Required action -
Exact copies of all the lines below are required.

════════

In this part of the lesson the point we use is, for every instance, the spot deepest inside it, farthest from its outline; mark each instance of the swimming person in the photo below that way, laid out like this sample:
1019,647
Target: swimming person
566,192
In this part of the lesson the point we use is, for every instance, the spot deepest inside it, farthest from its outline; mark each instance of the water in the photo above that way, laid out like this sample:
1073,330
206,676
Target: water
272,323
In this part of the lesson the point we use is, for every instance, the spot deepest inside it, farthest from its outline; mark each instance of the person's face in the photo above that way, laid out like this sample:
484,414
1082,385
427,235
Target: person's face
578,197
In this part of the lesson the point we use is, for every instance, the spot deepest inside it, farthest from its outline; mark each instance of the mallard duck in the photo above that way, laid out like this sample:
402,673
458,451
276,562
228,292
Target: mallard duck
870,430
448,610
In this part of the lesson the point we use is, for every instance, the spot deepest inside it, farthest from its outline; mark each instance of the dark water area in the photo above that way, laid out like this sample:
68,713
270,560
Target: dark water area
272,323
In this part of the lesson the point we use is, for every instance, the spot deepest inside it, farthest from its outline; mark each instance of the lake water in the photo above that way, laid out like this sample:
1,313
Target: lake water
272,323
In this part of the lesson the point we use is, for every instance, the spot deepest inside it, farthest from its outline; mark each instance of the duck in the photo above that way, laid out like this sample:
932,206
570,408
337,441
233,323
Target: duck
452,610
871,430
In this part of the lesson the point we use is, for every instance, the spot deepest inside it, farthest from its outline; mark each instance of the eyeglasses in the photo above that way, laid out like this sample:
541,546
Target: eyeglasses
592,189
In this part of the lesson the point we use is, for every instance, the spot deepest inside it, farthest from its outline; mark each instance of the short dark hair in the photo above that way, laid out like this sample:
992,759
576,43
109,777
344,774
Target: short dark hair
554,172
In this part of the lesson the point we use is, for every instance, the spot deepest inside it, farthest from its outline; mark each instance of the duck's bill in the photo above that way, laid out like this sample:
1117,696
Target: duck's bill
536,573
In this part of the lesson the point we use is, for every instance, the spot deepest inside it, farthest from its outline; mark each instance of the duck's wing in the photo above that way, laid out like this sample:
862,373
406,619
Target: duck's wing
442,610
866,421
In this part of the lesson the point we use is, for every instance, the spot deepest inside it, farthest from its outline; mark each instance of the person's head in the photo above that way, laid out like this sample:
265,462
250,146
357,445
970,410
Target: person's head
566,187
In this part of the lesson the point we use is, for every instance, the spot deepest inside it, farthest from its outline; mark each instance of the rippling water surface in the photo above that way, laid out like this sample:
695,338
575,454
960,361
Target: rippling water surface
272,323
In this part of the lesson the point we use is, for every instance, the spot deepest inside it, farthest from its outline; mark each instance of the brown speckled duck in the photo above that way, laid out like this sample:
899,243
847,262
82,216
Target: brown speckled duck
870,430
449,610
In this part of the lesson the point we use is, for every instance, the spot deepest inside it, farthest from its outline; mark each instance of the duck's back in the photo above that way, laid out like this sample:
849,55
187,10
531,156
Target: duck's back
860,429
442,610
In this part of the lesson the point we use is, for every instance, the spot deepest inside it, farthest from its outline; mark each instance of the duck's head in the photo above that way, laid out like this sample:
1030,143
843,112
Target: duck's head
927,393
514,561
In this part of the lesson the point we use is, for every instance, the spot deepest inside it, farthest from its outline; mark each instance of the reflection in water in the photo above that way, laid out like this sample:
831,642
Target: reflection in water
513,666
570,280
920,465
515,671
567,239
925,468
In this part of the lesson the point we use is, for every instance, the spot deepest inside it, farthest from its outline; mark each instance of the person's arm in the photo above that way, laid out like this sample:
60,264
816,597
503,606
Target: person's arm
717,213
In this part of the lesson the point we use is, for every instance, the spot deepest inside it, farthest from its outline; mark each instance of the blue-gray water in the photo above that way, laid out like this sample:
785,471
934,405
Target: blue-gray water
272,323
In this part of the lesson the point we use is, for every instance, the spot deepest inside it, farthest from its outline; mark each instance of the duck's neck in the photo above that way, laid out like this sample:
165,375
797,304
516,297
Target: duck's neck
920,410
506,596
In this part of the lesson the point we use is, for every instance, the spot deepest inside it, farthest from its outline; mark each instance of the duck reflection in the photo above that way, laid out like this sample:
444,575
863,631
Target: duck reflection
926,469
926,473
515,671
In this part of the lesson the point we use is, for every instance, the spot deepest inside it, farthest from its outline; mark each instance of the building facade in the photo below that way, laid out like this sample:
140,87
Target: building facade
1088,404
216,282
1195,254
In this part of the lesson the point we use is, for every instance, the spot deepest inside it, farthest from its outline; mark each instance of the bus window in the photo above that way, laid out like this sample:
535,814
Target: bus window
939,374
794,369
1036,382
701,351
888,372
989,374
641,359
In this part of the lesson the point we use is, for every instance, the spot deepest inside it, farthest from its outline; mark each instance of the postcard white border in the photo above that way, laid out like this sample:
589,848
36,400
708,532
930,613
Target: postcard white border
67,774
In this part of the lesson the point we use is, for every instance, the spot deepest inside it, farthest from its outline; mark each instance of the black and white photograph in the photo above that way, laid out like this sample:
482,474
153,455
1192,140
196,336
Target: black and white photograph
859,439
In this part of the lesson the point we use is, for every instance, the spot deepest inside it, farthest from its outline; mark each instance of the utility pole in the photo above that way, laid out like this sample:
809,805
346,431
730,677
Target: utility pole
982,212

════════

Answer below -
In this part of the lesson the point we use is, for every instance, the spot deepest inside it, farthest from its outline; mark each instance of the swimming person in the photo below that way, laid out like this sample:
1019,647
Target: swimming person
566,192
In this part of the lesson the point we use is, for every instance, the spot deepest inside it, farthest from its outline; mark each instance of the water in the photo above that way, laid out like this sample:
1073,330
206,676
Target: water
272,323
In this part of the lesson the point we use is, for every instance, the spot deepest inside it, farthest from its outline; mark each instance of the person's face in the photo above that way, laid out like this sample:
484,414
1082,385
427,235
Target: person's face
578,197
In this part of the lesson the point we use is, for every instance, the spot deepest inside it, farthest from its outline; mark each instance of the mallard duck in the photo above that way, laid out like this sample:
402,673
458,451
276,562
228,292
Target: mallard duck
870,430
448,610
In this part of the lesson the point we use is, for every instance, the spot deepest inside it, farthest from its outline; mark each instance of the dark water area in the photo above that way, laid out like this sample:
68,713
270,560
Target: dark water area
272,323
In this part of the lesson the point we use is, for every instance, the spot deepest inside it, farthest from its outline; mark each instance of the lake water in the photo above that way, laid out like this sample:
1,313
Target: lake water
272,323
In this part of the lesson the point we use is, for every instance, the spot deepest inside it, farthest from its outline; mark each instance of the duck in the photo above that way, laid out like this sample:
932,206
570,408
337,441
233,323
Target: duck
452,610
871,430
In this part of the lesson the point we use is, for every instance, the spot deepest inside it, farthest from its outline; mark each instance of the eyeglasses in the photo above that way, laid out like this sample:
541,546
Target: eyeglasses
592,189
In this part of the lesson the point we use is, for every instance, the spot deepest inside it, farthest from its outline; mark each instance of the short dark hair in the photo above that way, laid out like this sample:
992,759
576,43
109,777
344,774
Target: short dark hair
554,172
In this part of the lesson the point we use is, for every instance, the spot deepest inside it, farthest from its outline; mark each instance of the duck's bill in the photo above that way, laid out like this sample:
1117,696
Target: duck's bill
536,573
In this part of the lesson the point we use is, for every instance, the spot deepest inside it, farthest from its outline; mark each instance of the duck's wing in the photo above that way, laid out like this sample:
862,373
406,619
Target: duck's wing
442,610
866,421
In this part of the lesson the point we use is, for every instance, the spot deepest inside it, farthest from its outline; mark each instance of the person's head in the photo above that way, laid out like this sample:
265,462
250,146
357,445
970,410
Target: person's head
566,187
In this part of the lesson the point we use is, for every instance, the spot deepest inside it, farthest from its outline; mark each instance of the rippling water surface in the photo above that way, laid out like this sample:
695,338
575,454
960,361
Target: rippling water surface
272,323
In this part of the lesson the point we use is, for every instance, the spot deepest inside it, farthest from its outline; mark each instance of the brown speckled duck in the photo above that way, laid out like this sample:
899,243
847,262
82,216
Target: brown speckled duck
870,430
449,610
In this part of the lesson the point we use is, for every instance, the spot deepest inside it, farthest from its outline; mark each instance of the duck's back in the photo above that way, laid out like this sample:
849,55
187,10
531,156
Target: duck's back
860,429
442,610
In this part of the lesson the point we use is, for every instance, the spot deepest inside it, farthest from its outline; mark each instance of the duck's head in the photo above that way, laid out like this sample:
1030,143
843,112
Target: duck's head
927,393
514,561
In this part of the lesson the point we use is, for every instance, the spot deepest inside it, farthest from its outline; mark each instance of the reflection in water in the photo above that way, laid out like this sample:
831,642
Target: reflection in water
513,666
570,280
920,465
515,671
567,239
925,468
In this part of the lesson the point we use is, for every instance, the spot deepest inside it, farthest from its outline; mark each instance of the person's arm in the photo above that way, laid out like this sample:
60,264
816,597
503,606
Target: person's arm
717,213
In this part of the lesson the point we use is, for every instance, the spot deepest inside it, farthest from its outline; mark each instance of the blue-gray water in the photo above that way, laid out like this sample:
785,471
934,405
Target: blue-gray water
272,323
In this part of the lesson the point we use is, for every instance, the spot deepest inside it, farthest from its outline; mark each instance of the duck's neck in the photo above that way, laid out like this sample:
165,375
797,304
516,297
Target: duck's neck
920,410
506,596
In this part of the lesson the point we use is, for every instance, the spot deepest inside it, farthest from its outline; mark each instance of the duck reflection in the photo above that way, laid out like this sample:
444,575
863,631
Target: duck reflection
926,469
926,473
515,671
In this part of the lesson the point we use is, for every instance, the spot deepest inside it, farthest from its outline; mark each instance of the building facade in the photo below that way, laid out like this sample:
140,87
Target: building facade
1088,404
216,282
1195,254
In this part of the lesson the point we use is, for every instance, the spot deepest inside it, farthest from its outline; mark each instance of the bus window in the photo above that way, laid out like this sample:
535,814
Target: bus window
939,374
794,369
1036,382
701,351
888,372
989,374
641,359
In this part of the lesson the point we use is, for every instance, the spot deepest inside it, farthest from its outline; mark each instance of the postcard white border in the photo above that way, laid out like this sample:
589,848
36,400
708,532
930,613
Target: postcard white border
67,774
In this part of the lesson the point we use is, for every instance, the spot deepest inside it, farthest from its outline; mark each instance of the black and white photograph in the photo above that way, laid out like this sample:
482,474
153,455
1192,140
196,336
Target: black and white photograph
859,439
In this part of the lesson the point we use is, for every instance, the spot deepest inside it, farthest from its outline; mark each instance of the utility pole in the photo above that way, laid out like this sample:
809,805
346,431
730,677
Target: utility pole
982,212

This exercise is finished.